• CONSEGNA A: Estrai dall'articolo sull'assetto urbanistico della costa il passo compreso tra "Le rilevazioni sullo" e "strade e ferrovie.", estremi inclusi.
• CONSEGNA B: Scrivi il seguito dell'articolo sull'assetto urbanistico della costa adriatica, a partire dall'ultima frase riportata.

• ARTICOLO:
+--

Versione digitale del testo: LA PERNA M., 1998 - L'assetto urbanistico della costa. In: TOSI E. (a cura di) - La situazione ambientale del Comune di Fano. Ed. Associazione Naturalistica Argonauta, Fano.

Le rilevazioni sullo stato delle coste italiane svolte dal veliero Oloferne del WWF nel 1995 e nel 1996, hanno constatato che la costa adriatica è continuativamente edificata per un 59% del suo sviluppo; appena un 8% risulta completamente libero da edificazioni, mentre un altro 8%, pure libero da insediamenti, è tuttavia attraversato ed alterato da strade e ferrovie.

La visione dal mare permette di cogliere simultaneamente tutte le parti di territorio che secondo il Piano Paesistico Ambientale Regionale delle Marche costituiscono i "litorali marini", ossia: spiagge, retrospiagge, versanti collinari fino ai loro crinali, pianure alluvionali costiere comprese tra le spiagge e gli allineamenti dei crinali collinari retrostanti, tra i quali si inseriscono i corsi d'acqua da cui le pianure alluvionali sono determinate.

 

Quella che i naviganti sull'Oloferne hanno visto (e chiunque altro che incroci a sufficiente distanza dalla costa adriatica, vedrebbe) è il risultato finale, per ora, del processo di trasformazione che si è svolto in un arco temporale poco più lungo di un secolo, a partire dall'epoca dell'unificazione del Paese nello stato sabaudo.

In realtà, alcune delle cause di questo fenomeno hanno preceduto l'unificazione (la correzione del carattere paludoso e della conseguente insalubrità di molte coste basse), altre la hanno seguita (la fine della pirateria nel Mediterraneo, con la colonizzazione francese nel Nordafrica, l'invenzione e il successivo sviluppo del turismo balneare, ecc.), ma almeno una, e proprio quella scatenante, ha coinciso temporalmente con l'unificazione: la realizzazione dei primi tronchi della rete ferroviaria nazionale lungo le coste del medio e basso Adriatico e dell'alto e medio Tirreno, che offrivano, più dei territori dell'entroterra, allineamenti a quota altimetrica costante nella direzione nord-sud.

 

In particolare, la Bologna-Brindisi aperta nei primi anni dello Stato unitario, a Sud di Rimini viaggia a pochi metri dalla battigia per 400 dei 550 km del suo sviluppo. Queste ferrovie hanno fortemente influenzato una tendenza migratoria dalle campagne e (un po' meno) dalle città dell'entroterra verso le città della costa le quali, per lo più, si sono ampliate a semicerchio intorno ai vecchi nuclei serviti da stazioni provvisorie.

+--

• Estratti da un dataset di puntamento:
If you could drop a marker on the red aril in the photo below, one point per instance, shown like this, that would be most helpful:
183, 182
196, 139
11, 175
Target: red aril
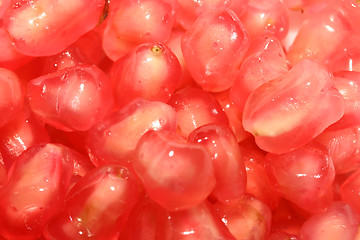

+--

• RISPOSTA A:
Le rilevazioni sullo stato delle coste italiane svolte dal veliero Oloferne del WWF nel 1995 e nel 1996, hanno constatato che la costa adriatica è continuativamente edificata per un 59% del suo sviluppo; appena un 8% risulta completamente libero da edificazioni, mentre un altro 8%, pure libero da insediamenti, è tuttavia attraversato ed alterato da strade e ferrovie.

• RISPOSTA B:
 

Le loro estensioni lungo l'asse parallelo alla costa, pertanto, hanno avuto crescite almeno doppie di quelle nella direzione dell'entroterra.

 

Sorvolando sui primi cento anni di questa evoluzione e affrontandone la storia più recente, si deve ricordare che, secondo la Prima Relazione sulla situazione Ambientale del Paese (1973), verso il 1960 la costa marchigiano-romagnola risultava edificata, oltre che in corrispondenza dei singoli centri urbani, nelle fasce Rimini-Riccione e Falconara-Ancona (per estensioni litoranee di una decina di km in ciascuna di esse); dieci anni più tardi, al momento della Relazione, l'estensione della prima fascia si era più che raddoppiata, fino a Cesenatico, ed alla seconda fascia si era affiancata a Sud del Conero un'altra conurbazione; ambedue gli ampliamenti erano evidentemente da connettere con lo sviluppo del turismo, ma anche ad un importante cambiamento, intervenuto negli anni '60, per i fattori che condizionano le scelte insediative.

 

In particolare, le linee ferroviarie, (che, secondo la stessa Relazione del 1973, percorrono circa 2500 dei 3000 km delle coste della penisola) valorizzano il territorio circostante solo in corrispondenza delle stazioni, e ciò ha determinato questo sviluppo "per punti" dell'insediamento costiero che prevaleva nelle osservazioni fatte fino all'inizio degli anni '60; non a caso, le fasce continuativamente urbanizzate allora riscontrate tra Rimini e Riccione e tra Falconara e Ancona includono, rispettivamente, 3 e 4 stazioni ferroviarie.

 

Nel decennio successivo, invece, lo sviluppo della motorizzazione privata ha fatto passare alla strada quella capacità di influenzare le scelte insediative che fino ad allora era stata della ferrovia.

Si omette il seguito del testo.